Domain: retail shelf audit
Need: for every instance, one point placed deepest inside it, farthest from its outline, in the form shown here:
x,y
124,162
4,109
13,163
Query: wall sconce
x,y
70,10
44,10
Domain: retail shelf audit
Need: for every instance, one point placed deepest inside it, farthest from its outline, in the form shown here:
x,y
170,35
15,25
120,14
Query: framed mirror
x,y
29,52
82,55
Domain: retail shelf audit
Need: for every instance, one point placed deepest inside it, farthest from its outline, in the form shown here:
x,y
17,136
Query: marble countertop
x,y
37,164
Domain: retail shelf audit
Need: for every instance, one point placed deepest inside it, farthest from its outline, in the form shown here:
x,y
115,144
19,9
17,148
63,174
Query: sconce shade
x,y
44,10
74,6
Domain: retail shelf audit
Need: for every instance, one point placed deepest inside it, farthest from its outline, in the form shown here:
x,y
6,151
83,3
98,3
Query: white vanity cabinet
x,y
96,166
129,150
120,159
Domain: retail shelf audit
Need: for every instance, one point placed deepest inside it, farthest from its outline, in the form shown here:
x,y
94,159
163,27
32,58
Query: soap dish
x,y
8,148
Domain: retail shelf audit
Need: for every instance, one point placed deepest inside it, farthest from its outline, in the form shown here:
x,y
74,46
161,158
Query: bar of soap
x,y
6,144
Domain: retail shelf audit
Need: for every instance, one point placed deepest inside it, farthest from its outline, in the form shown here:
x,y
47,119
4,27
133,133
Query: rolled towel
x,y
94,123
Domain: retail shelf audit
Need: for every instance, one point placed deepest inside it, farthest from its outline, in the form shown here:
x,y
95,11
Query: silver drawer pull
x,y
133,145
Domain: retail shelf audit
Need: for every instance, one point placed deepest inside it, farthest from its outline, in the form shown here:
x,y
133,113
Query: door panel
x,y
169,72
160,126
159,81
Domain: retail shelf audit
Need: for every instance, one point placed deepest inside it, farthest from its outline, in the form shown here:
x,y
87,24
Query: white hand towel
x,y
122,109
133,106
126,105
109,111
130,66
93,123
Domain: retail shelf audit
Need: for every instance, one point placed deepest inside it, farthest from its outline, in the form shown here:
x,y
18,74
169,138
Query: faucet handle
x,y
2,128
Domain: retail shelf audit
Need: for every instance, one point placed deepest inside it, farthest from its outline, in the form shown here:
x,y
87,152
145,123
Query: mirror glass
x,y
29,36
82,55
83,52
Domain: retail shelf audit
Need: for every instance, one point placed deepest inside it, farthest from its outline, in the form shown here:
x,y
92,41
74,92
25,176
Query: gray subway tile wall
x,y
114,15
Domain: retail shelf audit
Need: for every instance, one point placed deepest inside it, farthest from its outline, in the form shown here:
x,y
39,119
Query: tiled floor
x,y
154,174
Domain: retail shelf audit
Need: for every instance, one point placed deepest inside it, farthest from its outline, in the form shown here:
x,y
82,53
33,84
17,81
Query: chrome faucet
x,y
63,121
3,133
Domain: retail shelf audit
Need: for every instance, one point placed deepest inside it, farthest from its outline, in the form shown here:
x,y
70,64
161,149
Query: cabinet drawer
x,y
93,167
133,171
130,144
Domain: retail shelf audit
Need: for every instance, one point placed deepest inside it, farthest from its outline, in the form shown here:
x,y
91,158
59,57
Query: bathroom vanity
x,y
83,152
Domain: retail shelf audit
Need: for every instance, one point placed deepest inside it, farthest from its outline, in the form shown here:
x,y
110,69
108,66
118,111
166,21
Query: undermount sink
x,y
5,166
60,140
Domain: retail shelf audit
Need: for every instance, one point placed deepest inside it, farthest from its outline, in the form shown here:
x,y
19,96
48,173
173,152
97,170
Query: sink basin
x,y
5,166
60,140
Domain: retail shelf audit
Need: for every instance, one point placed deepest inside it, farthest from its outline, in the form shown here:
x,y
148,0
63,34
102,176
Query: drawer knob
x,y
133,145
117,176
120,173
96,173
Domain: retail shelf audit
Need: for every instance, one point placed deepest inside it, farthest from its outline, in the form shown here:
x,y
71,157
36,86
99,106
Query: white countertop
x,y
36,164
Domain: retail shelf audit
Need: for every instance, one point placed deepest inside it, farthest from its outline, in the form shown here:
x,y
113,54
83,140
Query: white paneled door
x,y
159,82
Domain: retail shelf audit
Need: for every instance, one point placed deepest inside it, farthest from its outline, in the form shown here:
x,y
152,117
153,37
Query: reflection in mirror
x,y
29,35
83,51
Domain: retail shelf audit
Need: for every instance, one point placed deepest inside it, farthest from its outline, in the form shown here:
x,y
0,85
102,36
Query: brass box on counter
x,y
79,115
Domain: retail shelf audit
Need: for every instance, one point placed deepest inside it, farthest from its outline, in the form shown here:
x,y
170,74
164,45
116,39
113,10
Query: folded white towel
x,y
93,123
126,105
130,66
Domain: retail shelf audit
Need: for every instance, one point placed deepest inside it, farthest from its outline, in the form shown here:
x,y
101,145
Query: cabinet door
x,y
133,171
== == ==
▶ _EXERCISE REQUIREMENTS_
Write out the data above once more, exactly as it reads.

▶ _EXERCISE SOLUTION_
Domain: retail shelf audit
Need: for every instance, one point placed deepest inside it, farthest from its outline, in the form shown here:
x,y
124,162
4,109
13,163
Query: wall sconce
x,y
70,10
44,10
Domain: retail shelf audit
Need: for every instance, one point placed deepest inside it, farthest from its outline, in the form shown here:
x,y
170,35
15,25
120,14
Query: framed mirror
x,y
29,52
82,55
Domain: retail shelf audit
Need: for every instance, one point placed deepest inside it, farthest from its outline, in the form shown here:
x,y
17,136
Query: marble countertop
x,y
37,164
Domain: retail shelf audit
Need: for every instance, one point placed deepest inside it, farthest from its outline, in the form shown here:
x,y
115,144
19,9
17,148
63,174
Query: sconce shade
x,y
44,10
74,6
Domain: retail shelf audit
Need: for every instance, one point placed deepest inside it, farthest from its outline, in the form shown here:
x,y
6,151
83,3
98,3
Query: white vanity cabinet
x,y
96,166
129,150
120,159
Domain: retail shelf audit
Need: for every instance, one point placed deepest inside it, farthest from its outline, in the form shown here:
x,y
94,159
163,27
32,58
Query: soap dish
x,y
8,148
Domain: retail shelf audit
Need: for every instance, one point placed deepest inside it, farthest from its outline, in the form shown here:
x,y
74,46
161,158
Query: bar of soap
x,y
6,144
Domain: retail shelf audit
Need: for every instance, one point placed deepest inside it, farthest from its outline, in the form shown here:
x,y
47,119
4,27
133,133
Query: rolled towel
x,y
94,123
Domain: retail shelf audit
Need: for every instance, one point placed deepest inside it, farthest from its outline, in the form shown here:
x,y
95,11
Query: silver drawer pull
x,y
133,145
Domain: retail shelf audit
Need: for every instance, one point placed deepest inside it, farthest from its outline, in the form shown here:
x,y
133,113
Query: door panel
x,y
169,72
160,126
159,81
Domain: retail shelf audit
Need: for every instance, one point placed deepest inside it, farthest from its outline, in the form shown here:
x,y
87,24
Query: white hand towel
x,y
122,109
133,106
126,105
109,111
130,66
93,123
Domain: retail shelf audit
Need: for every instance, one point placed deepest inside it, farthest from its outline, in the form shown here:
x,y
18,74
169,138
Query: faucet handle
x,y
2,128
Domain: retail shelf audit
Need: for every instance, one point placed deepest inside it, farthest from its outline, in the form shown here:
x,y
87,152
145,123
Query: mirror glass
x,y
29,36
82,55
83,52
Domain: retail shelf audit
Need: for every instance, one point placed deepest inside it, farthest from its outline, in the form shown here:
x,y
92,41
74,92
25,176
Query: gray subway tile wall
x,y
114,15
Domain: retail shelf audit
Need: for every instance, one point placed deepest inside it, farthest from its outline, in the form shown here:
x,y
39,119
Query: tiled floor
x,y
154,174
Domain: retail shelf audit
Need: for every instance, one point placed deepest inside it, farthest from its outline, in the form shown here:
x,y
82,53
33,84
17,81
Query: chrome faucet
x,y
63,121
3,133
Domain: retail shelf audit
Need: for every instance, one point placed deepest inside it, farthest from its outline, in the form shown here:
x,y
70,64
161,149
Query: cabinet drawer
x,y
93,167
133,171
130,144
Domain: retail shelf audit
Need: for every instance, one point placed deepest inside it, farthest from its outline, in the form shown here:
x,y
91,158
59,57
Query: bathroom vanity
x,y
83,152
Domain: retail shelf audit
Need: for every instance, one point placed deepest inside it, farthest from its outline, in the form shown here:
x,y
110,69
108,66
118,111
166,21
Query: undermount sink
x,y
5,166
60,140
Domain: retail shelf audit
Need: for every instance, one point placed deepest inside it, farthest from its outline, in the form shown here:
x,y
19,96
48,173
173,152
97,170
Query: sink basin
x,y
5,166
60,140
Domain: retail shelf audit
Need: for every instance, one point placed deepest inside it, farthest from its outline, in the form shown here:
x,y
148,0
63,34
102,176
Query: drawer knob
x,y
133,145
117,176
120,173
96,173
Domain: retail shelf audit
Need: for every instance, one point placed deepest inside it, farthest from its outline, in the form shown here:
x,y
71,157
36,86
99,106
Query: white countertop
x,y
36,164
Domain: retail shelf audit
Need: for every instance, one point placed deepest inside it, farthest from its outline, in the form shown here:
x,y
113,54
83,140
Query: white paneled door
x,y
159,82
Domain: retail shelf audit
Need: for every instance, one point placed deepest inside it, farthest from its outline, in the form shown here:
x,y
152,117
153,37
Query: reflection in mirror
x,y
29,35
83,51
Domain: retail shelf audit
Need: for every instance, one point placed deepest inside it, farthest from its outline, in the form shown here:
x,y
0,85
102,36
Query: brass box on counter
x,y
79,115
Domain: retail shelf audit
Need: for every instance, one point placed deepest inside it, farthest from its outline, in the form shown here:
x,y
170,74
164,45
116,39
113,10
Query: folded white towel
x,y
93,123
126,105
130,66
Domain: retail shelf audit
Need: for every instance, one point placed deepest inside it, farthest from its outline, in the form shown here:
x,y
101,145
Query: cabinet door
x,y
133,171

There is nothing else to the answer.